# Exercise instructions
Pick up the passage on the mental health crisis and psychedelic drug development after its final sentence, and carry it forward.

In the real world, a
rapidly worsening mental health pandemic is sweeping the planet. As many as 1 in 4 people already suffer from one or more of the stress-related mental health disorders that are the focal point of most psychedelics-based drug R&D.
A recent mental health survey by
Field Trip Health (CAN:FTRP / US:FTRPF) reported that in both the United States and Canada,
over 80% of the population are now exhibiting symptoms of depression – much of this induced by stress related to the COVID-19 pandemic.
In the United States, nearly 1 in 4 (24%) “indicated that they have felt that they would be better off dead or thought of injuring themselves.”
In Canada, more than half of Canadians (56%) reported feeling “down, depressed or hopeless”.
This is not a problem. This is a crisis.
For every person who has contracted COVID-19 (including the 80+% who are cured) there are
at least ten people currently suffering from some stress-related mental health disorder. Getting psychedelic drugs developed, approved and distributed to the general population is every bit as much of a healthcare priority as COVID vaccine distribution.
The media is starting to get it.
Coverage of psychedelic drug development and the potential of psychedelic medicine has exploded in recent weeks. Apparently, the politicians and regulators could benefit from more reading – a good starting point in their re-education.
Responding to the Mental Health Crisis
There was an urgent need for our governments to mobilize with respect to COVID vaccine development and distribution. While results have been uneven, virtually every jurisdiction has at least been very active and highly motivated in achieving this goal.
Where is that same sense of urgency with respect to psychedelic drug development, distribution and (even) legalization?
It’s not there. And the apathy at the political/regulatory level can only be explained in one of two ways given the extremely urgent need: negligence or prejudice.
Either our governments and regulatory bodies are failing to move forward quickly enough on drug reform with respect to psychedelics because they aren’t paying attention. Or, they are deliberately dragging their heels on drug reform due to decades of government-sponsored anti-drug propaganda.
Nearly 1 in 8 Americans (12%) are using opioids to cope with COVID-related stress – at least in part because psychedelic drug therapies are still unavailable. At the state level, the government of Texas is
actively considering legalizing psychedelics to cope with
the “epidemic” of veteran suicides.

# Given data

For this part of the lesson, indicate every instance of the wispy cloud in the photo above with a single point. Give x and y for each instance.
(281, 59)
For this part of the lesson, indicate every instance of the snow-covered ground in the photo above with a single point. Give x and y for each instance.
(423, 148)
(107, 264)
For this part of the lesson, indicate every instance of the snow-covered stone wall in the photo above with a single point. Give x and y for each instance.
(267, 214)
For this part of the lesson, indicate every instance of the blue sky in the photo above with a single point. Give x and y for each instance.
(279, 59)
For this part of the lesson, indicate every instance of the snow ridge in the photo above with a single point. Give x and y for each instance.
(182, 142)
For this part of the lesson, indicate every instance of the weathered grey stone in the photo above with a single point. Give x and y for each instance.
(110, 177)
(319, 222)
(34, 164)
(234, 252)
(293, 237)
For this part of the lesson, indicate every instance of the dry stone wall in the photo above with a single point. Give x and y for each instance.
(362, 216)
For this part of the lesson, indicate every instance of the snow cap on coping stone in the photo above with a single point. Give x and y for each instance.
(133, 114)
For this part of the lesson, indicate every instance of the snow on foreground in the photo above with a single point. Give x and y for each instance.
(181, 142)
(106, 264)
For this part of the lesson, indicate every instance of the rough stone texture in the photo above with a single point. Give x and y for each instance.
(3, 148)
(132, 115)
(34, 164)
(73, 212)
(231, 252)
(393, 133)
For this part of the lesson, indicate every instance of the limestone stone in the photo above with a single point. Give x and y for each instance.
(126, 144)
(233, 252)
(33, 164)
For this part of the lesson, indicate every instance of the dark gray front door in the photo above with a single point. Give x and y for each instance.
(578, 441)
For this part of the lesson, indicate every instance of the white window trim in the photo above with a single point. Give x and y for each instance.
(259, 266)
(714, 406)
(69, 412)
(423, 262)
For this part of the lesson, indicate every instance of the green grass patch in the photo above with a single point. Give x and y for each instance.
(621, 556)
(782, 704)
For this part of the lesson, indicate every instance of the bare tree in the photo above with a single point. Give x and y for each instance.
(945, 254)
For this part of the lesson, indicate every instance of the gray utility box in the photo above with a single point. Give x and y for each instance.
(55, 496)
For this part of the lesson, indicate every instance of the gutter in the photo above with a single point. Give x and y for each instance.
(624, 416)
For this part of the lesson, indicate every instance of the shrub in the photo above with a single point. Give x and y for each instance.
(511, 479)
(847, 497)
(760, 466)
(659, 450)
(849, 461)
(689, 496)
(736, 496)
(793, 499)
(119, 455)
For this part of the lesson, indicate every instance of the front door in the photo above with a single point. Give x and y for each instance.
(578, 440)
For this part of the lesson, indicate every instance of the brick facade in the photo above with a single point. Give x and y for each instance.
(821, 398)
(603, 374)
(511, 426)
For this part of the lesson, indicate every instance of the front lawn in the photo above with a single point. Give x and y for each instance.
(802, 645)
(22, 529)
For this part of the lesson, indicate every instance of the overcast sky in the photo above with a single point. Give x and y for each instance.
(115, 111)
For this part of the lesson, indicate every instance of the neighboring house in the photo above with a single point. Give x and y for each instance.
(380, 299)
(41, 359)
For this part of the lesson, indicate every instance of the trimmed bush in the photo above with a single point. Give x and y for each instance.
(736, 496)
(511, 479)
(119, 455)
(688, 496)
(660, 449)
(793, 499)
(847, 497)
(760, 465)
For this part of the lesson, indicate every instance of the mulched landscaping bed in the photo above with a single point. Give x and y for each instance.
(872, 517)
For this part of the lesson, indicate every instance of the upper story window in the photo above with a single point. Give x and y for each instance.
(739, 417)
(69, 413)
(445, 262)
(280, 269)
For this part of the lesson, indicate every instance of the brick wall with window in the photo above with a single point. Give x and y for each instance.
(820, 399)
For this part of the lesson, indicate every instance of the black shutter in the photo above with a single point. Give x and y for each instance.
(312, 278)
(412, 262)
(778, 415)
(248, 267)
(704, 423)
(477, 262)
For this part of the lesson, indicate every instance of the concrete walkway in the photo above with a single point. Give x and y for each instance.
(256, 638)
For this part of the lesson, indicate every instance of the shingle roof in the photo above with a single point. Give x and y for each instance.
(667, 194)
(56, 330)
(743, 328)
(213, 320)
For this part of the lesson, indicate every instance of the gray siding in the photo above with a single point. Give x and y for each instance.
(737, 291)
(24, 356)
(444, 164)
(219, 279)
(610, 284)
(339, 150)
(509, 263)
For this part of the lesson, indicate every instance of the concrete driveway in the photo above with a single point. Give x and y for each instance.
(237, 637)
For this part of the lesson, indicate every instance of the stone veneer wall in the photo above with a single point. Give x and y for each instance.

# Final answer
The lack of action by politicians and regulators with respect to getting psychedelics-based therapies approved and commercialized is
literally killing people.
Worse still, we’re even seeing regressive steps in some jurisdictions.
After the Washington State Supreme Court struck down the state’s drug prohibition laws, “moderates and conservatives” in Washington have
re-criminalized these substances – although at least with much lower penalties.
“Moderates and conservatives, however, insisted that the possibility of penalties was necessary to incentivize people to enter treatment.”
Really?
Tobacco (and nicotine addiction) kills approximately
500,000 Americans every year – more than the fatalities from all other legal and illegal drugs combined.
When do Washington’s States “moderates and conservatives” plan to criminalize tobacco, “to incentivize” nicotine addicts to seek treatment?
The answer? Never.
The great irony is that a clinical study has already shown that psilocybin (the psychoactive substance in “magic mushrooms”) has great potential to
break nicotine addiction. Which drug should be criminalized?
Psychedelic drugs are
medicines with the potential to help 100s of millions of people. Nicotine is just poison. Highly addictive poison.
The solution to such blatantly perverse thinking? Re-education.
Outside of some of the truly dangerous drugs (notably opiates), virtually all of the anti-drug propaganda we have been bombarded with over the years has been exposed as
low-grade fiction.
It has clearly affected our politicians and regulators with respect to the legalization of cannabis. It may still be affecting their ability to make sound judgments regarding psychedelic drug reform.
This is too important to just sit and wait to find out. Let’s send these people back to school!